WHAT NEEDS TO BE DONE: Copy the material below word for word, starting at the line that contains "treeline shown in this photo?" and continuing through the end, with both ends included.

=-=-=-=-=

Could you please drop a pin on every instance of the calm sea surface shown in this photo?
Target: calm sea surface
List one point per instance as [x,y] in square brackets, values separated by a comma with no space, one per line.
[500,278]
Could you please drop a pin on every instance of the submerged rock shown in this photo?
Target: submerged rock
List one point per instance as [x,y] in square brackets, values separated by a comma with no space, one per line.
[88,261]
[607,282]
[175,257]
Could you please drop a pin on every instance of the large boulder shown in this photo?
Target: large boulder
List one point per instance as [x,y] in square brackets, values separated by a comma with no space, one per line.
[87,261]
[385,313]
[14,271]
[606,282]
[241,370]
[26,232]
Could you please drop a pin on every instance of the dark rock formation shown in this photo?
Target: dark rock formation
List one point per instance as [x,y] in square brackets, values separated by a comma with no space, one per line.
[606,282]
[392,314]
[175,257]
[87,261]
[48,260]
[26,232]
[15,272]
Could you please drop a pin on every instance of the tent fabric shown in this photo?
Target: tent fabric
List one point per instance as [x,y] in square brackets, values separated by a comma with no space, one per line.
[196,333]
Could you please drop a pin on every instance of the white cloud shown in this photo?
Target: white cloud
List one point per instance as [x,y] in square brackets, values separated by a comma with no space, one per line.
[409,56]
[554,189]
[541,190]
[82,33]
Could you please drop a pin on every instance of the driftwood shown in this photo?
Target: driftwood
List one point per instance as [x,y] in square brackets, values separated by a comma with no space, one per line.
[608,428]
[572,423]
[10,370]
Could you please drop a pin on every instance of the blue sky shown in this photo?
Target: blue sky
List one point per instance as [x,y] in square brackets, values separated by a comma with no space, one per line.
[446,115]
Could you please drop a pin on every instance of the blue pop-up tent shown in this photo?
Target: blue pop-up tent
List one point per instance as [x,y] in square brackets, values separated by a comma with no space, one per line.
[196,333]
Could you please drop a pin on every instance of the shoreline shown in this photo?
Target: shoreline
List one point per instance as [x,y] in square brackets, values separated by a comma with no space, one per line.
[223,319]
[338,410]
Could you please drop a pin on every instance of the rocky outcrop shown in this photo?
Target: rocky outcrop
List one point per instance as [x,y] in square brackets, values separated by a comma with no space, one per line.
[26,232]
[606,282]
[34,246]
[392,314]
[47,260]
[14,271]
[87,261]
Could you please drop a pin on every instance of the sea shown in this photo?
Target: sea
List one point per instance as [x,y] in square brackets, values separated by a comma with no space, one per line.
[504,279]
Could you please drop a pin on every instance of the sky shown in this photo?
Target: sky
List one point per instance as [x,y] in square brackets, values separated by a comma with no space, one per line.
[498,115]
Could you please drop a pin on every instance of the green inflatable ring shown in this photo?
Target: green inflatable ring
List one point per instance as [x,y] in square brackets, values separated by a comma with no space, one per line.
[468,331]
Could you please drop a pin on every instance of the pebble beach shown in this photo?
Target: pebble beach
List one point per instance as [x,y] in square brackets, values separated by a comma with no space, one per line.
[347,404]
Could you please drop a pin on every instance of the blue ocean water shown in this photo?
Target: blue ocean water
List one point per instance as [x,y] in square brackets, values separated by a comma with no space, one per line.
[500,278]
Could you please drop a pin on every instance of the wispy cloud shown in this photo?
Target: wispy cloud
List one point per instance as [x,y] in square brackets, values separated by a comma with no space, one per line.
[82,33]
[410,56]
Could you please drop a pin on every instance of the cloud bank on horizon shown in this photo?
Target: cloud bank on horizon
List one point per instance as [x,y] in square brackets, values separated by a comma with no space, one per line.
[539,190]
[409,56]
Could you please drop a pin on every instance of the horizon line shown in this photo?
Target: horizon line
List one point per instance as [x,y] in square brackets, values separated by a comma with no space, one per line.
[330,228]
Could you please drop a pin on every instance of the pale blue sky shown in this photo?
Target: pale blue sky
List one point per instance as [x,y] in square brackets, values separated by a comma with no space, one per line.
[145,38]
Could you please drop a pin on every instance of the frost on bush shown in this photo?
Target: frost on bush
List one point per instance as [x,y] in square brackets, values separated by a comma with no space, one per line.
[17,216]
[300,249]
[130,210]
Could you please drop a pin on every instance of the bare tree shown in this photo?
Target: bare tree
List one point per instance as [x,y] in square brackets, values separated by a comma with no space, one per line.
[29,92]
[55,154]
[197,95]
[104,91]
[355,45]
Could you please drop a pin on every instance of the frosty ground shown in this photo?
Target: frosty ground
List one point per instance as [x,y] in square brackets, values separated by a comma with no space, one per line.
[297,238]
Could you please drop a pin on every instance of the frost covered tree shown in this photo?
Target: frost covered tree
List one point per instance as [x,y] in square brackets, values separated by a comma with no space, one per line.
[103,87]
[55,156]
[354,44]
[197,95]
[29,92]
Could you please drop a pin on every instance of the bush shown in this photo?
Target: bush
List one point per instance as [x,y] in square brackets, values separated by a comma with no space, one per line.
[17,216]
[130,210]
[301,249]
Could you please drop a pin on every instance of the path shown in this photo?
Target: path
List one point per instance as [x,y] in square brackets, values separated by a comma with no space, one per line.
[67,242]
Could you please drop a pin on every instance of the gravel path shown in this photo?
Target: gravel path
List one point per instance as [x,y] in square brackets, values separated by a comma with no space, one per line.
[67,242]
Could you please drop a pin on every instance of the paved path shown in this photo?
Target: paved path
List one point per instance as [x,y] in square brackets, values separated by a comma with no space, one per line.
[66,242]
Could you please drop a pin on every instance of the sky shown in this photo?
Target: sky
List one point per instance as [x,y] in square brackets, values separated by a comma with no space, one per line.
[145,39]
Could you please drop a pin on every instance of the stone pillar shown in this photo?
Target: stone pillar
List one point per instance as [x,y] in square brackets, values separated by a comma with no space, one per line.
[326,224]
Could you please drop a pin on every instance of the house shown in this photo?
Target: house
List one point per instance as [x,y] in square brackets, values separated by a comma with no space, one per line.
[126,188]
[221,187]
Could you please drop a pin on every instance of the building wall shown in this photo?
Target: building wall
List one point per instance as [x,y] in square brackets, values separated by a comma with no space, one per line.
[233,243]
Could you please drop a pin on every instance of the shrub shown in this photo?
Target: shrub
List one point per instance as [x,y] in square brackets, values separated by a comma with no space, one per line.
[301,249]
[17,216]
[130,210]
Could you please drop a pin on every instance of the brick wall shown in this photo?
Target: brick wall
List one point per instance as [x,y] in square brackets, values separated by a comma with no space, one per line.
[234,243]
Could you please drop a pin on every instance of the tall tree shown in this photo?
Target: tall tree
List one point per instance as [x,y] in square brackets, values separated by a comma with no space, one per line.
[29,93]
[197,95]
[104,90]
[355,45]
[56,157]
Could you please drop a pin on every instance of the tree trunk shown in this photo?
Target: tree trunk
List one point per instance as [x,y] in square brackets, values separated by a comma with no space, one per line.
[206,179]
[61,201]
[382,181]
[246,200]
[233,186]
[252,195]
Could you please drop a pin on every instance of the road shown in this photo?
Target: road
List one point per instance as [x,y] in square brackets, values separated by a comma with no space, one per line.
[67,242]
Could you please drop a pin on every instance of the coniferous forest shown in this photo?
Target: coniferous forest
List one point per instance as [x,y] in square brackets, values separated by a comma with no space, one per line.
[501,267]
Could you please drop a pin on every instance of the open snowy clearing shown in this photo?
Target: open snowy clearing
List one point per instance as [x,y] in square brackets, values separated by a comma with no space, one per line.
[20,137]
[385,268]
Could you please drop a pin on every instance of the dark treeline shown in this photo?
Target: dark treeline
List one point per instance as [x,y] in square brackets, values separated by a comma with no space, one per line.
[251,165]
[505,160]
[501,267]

=-=-=-=-=

CORRECT RESPONSE:
Could you please drop a pin on every instance of the dark treeline shown in this photo?
Target: dark treeline
List one point per instance as [x,y] in square brackets, values separated by a comma with no space, one per line.
[251,165]
[505,160]
[501,267]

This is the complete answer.